##### AVAILABLE DATA

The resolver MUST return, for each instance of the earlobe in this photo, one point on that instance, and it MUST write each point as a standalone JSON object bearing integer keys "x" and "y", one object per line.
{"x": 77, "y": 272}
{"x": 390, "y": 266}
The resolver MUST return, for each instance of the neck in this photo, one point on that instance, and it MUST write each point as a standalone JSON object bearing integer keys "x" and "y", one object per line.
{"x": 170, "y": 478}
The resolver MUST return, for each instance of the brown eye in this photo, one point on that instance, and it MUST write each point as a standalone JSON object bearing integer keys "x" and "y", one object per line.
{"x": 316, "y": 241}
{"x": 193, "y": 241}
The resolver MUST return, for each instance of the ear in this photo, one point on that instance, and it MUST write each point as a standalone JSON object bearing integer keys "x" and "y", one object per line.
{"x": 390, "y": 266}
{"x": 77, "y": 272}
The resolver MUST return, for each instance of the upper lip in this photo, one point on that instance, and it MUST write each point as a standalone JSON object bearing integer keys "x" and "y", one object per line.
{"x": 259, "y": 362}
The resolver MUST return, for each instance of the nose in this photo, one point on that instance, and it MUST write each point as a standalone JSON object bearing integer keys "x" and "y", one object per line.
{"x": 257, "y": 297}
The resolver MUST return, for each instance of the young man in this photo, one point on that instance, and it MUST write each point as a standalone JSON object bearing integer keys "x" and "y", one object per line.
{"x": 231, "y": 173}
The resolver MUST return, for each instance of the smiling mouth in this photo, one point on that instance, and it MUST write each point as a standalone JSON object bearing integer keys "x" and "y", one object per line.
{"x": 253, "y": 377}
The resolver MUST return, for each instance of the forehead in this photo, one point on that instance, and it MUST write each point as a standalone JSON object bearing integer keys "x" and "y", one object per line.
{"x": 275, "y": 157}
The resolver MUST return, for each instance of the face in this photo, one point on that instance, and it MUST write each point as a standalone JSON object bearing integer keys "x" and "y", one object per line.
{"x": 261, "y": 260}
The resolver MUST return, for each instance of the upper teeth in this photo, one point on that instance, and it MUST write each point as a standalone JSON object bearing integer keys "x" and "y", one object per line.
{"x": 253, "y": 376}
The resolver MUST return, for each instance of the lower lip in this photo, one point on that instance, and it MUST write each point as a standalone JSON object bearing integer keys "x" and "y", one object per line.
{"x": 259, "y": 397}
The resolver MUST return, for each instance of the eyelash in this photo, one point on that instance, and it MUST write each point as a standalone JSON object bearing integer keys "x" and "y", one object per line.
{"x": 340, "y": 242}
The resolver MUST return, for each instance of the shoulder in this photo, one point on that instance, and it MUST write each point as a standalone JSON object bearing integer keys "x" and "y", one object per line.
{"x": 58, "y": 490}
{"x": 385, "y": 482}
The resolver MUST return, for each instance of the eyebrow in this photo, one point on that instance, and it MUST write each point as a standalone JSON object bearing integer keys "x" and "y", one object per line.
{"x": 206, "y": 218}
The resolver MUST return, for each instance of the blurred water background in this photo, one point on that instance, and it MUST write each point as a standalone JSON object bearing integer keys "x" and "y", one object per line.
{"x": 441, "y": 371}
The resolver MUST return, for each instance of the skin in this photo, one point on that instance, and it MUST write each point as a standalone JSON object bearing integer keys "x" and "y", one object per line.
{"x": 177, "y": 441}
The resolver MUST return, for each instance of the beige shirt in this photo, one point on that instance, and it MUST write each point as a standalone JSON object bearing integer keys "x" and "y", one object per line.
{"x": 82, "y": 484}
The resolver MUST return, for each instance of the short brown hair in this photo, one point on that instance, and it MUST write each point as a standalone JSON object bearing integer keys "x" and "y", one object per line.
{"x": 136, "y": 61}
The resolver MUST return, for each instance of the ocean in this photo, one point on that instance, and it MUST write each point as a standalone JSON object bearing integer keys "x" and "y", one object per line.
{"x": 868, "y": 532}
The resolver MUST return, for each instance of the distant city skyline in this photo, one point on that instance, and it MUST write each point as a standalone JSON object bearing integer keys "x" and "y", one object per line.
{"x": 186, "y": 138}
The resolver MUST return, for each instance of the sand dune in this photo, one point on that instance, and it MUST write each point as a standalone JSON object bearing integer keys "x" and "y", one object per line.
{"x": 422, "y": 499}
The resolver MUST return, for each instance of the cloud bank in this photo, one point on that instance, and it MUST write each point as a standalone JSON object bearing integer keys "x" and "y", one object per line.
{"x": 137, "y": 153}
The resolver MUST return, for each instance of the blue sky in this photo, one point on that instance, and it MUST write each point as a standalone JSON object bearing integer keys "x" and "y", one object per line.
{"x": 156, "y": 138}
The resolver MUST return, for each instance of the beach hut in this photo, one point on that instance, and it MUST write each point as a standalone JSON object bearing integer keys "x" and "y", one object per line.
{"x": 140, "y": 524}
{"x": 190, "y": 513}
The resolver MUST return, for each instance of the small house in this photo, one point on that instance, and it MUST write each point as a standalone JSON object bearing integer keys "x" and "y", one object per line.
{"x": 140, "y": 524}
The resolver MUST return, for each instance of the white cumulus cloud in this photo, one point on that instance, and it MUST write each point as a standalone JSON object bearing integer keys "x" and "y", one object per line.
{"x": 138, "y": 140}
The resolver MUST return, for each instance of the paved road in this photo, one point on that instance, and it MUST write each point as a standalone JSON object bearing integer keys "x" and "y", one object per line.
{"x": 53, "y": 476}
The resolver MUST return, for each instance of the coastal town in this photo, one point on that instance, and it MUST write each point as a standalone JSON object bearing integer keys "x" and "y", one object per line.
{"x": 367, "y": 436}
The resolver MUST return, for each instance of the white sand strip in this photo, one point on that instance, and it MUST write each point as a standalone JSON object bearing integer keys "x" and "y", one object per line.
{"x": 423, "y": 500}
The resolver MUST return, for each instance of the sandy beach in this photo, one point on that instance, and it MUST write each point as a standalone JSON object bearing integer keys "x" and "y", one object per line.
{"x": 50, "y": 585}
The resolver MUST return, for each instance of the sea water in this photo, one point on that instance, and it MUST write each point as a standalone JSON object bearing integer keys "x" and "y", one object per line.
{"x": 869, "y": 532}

##########

_THE EXERCISE:_ The records above should be duplicated in full, exactly as given.

_RESULT OF THIS EXERCISE:_
The resolver MUST return, for each instance of the earlobe in this photo, one point on that instance, and it MUST write each point as a standalone JSON object bearing integer keys "x" and "y", one object per line.
{"x": 77, "y": 272}
{"x": 390, "y": 266}
The resolver MUST return, for each instance of the neck in this photo, one point on that instance, and it MUST write each point as a standalone JSON object bearing integer keys "x" and "y", one object per line.
{"x": 170, "y": 478}
The resolver MUST return, for each instance of the brown eye in this photo, one point on that instance, and it MUST write each point as a standalone JSON object bearing integer keys "x" and "y", one object per line.
{"x": 316, "y": 241}
{"x": 193, "y": 241}
The resolver MUST return, for each instance of the ear in this photo, one point on that instance, and it MUST write each point as a standalone JSON object bearing integer keys "x" and "y", one object per line.
{"x": 390, "y": 266}
{"x": 77, "y": 272}
The resolver MUST return, for each instance of the upper lip in this photo, one point on that instance, and it MUST write each point as a standalone JSON object bearing integer keys "x" and "y", one object per line.
{"x": 259, "y": 362}
The resolver MUST return, for each instance of the nose in this photo, one point on that instance, and it MUST write each point as a standalone JSON object bearing integer keys "x" and "y", one object per line.
{"x": 257, "y": 297}
The resolver MUST return, for each instance of the young man in this photo, one point on that instance, and it MUST write each point as a standalone JSON object bearing integer keys "x" and "y", one object per line.
{"x": 231, "y": 173}
The resolver MUST return, for each instance of the smiling mouth in this photo, one point on that instance, and it MUST write each point as a standalone JSON object bearing integer keys "x" and "y", one object per line.
{"x": 253, "y": 377}
The resolver MUST return, for each instance of the forehead in this photo, one point on that instance, and it MUST write each point as a standalone JSON object bearing integer keys "x" and "y", one object per line.
{"x": 275, "y": 157}
The resolver MUST return, for each instance of the face in this photo, one point on that instance, and it MUST write each point as a standalone JSON object bearing integer keys "x" and "y", one object per line.
{"x": 261, "y": 260}
The resolver MUST return, for each instance of the upper teeth in this photo, one point on that instance, and it MUST write each point as a standalone JSON object bearing integer keys "x" and "y", one object per line.
{"x": 253, "y": 376}
The resolver MUST return, for each instance of the lower lip in this photo, one point on that instance, and it MUST write each point as a standalone JSON object bearing integer keys "x" and "y", one object per line.
{"x": 259, "y": 397}
The resolver MUST return, for each instance of the eyelash in this photo, one point on that instance, and it MUST write each point as a standalone JSON object bearing integer keys "x" and "y", one object per line.
{"x": 340, "y": 242}
The resolver MUST return, for each instance of the shoulder in this photo, one point on that instance, and it MUST write each point as a standalone JSON object bearing integer keys "x" and "y", one object per line.
{"x": 58, "y": 490}
{"x": 385, "y": 482}
The resolver MUST return, for each instance of the eyebrow in this photo, one point on that instance, and it MUST write each point as a standalone JSON object bearing integer keys "x" and "y", one object per line.
{"x": 206, "y": 218}
The resolver MUST return, for each instance of the blurred water background in this photo, one point on that instance, and it MUST write each point as a standalone JSON object bearing integer keys "x" and "y", one object per line.
{"x": 441, "y": 371}
The resolver MUST return, for each instance of the skin in this photo, one point on that instance, and it MUST write each point as a standalone JSON object bearing integer keys "x" and "y", one object per line.
{"x": 177, "y": 441}
The resolver MUST return, for each instance of the beige shirt in this photo, one point on that instance, and it MUST write each point as a standalone JSON object bearing integer keys "x" and "y", one object per line.
{"x": 82, "y": 484}
The resolver MUST return, for each instance of the short brown hair in this photo, one point on that instance, and it MUST write each point as a standalone JSON object bearing integer keys "x" and "y", one object per line.
{"x": 136, "y": 61}
The resolver MUST return, for each instance of the ocean in this photo, one point on that instance, and it MUST write each point as a standalone JSON object bearing integer keys "x" and "y", one object per line.
{"x": 868, "y": 532}
The resolver MUST return, for each instance of the distant city skyline in this photo, one point on that instance, and it MUST write each point as a standalone JSON object bearing integer keys "x" and "y", one object per line.
{"x": 186, "y": 138}
The resolver MUST return, for each instance of the sand dune in this photo, one point on that instance, and it MUST write each point as a standalone JSON object bearing integer keys "x" and "y", one object per line.
{"x": 422, "y": 499}
The resolver MUST return, for each instance of the cloud bank in this photo, one point on that instance, and it MUST write each point as a standalone JSON object bearing integer keys "x" and "y", one object per line.
{"x": 137, "y": 153}
The resolver MUST return, for each instance of the blue sky in this photo, one point on that instance, and it MUST write each point as a standalone JSON object bearing integer keys "x" and "y", one object per line.
{"x": 156, "y": 138}
The resolver MUST return, for each instance of the beach hut in this photo, one point on that instance, and it MUST write each point as a standalone JSON object bearing integer keys "x" and "y", one object per line.
{"x": 140, "y": 524}
{"x": 190, "y": 513}
The resolver MUST return, for each instance of the small house in this photo, one point on that instance, and it MUST write each point as a standalone JSON object bearing integer keys "x" and "y", one object per line.
{"x": 140, "y": 524}
The resolver MUST return, for each instance of the white cumulus cloud in this photo, one point on that instance, and it MUST write each point as a standalone JSON object bearing integer keys "x" and "y", one object per line.
{"x": 138, "y": 140}
The resolver MUST return, for each instance of the paved road in this photo, one point on that instance, and it MUST write each point as a standalone JSON object bearing integer keys "x" and "y", one object per line.
{"x": 53, "y": 476}
The resolver MUST return, for each instance of the coastal town in this photo, one point on that instance, and it MUST write each point as a standalone JSON object bearing integer keys "x" and "y", one object per line.
{"x": 367, "y": 436}
The resolver MUST return, for each instance of the white sand strip in this photo, one point on that instance, and it MUST write each point as a standalone JSON object bearing integer keys "x" and "y", one object per line.
{"x": 423, "y": 500}
The resolver MUST return, for each instance of the sandy beach in this photo, one point on that instance, and it MUST write each point as a standalone JSON object bearing integer keys "x" and "y", one object per line.
{"x": 50, "y": 585}
The resolver MUST return, for each instance of the sea water in this photo, one point on that instance, and it MUST write each point as a standalone JSON object bearing integer keys "x" and "y", one object per line.
{"x": 869, "y": 532}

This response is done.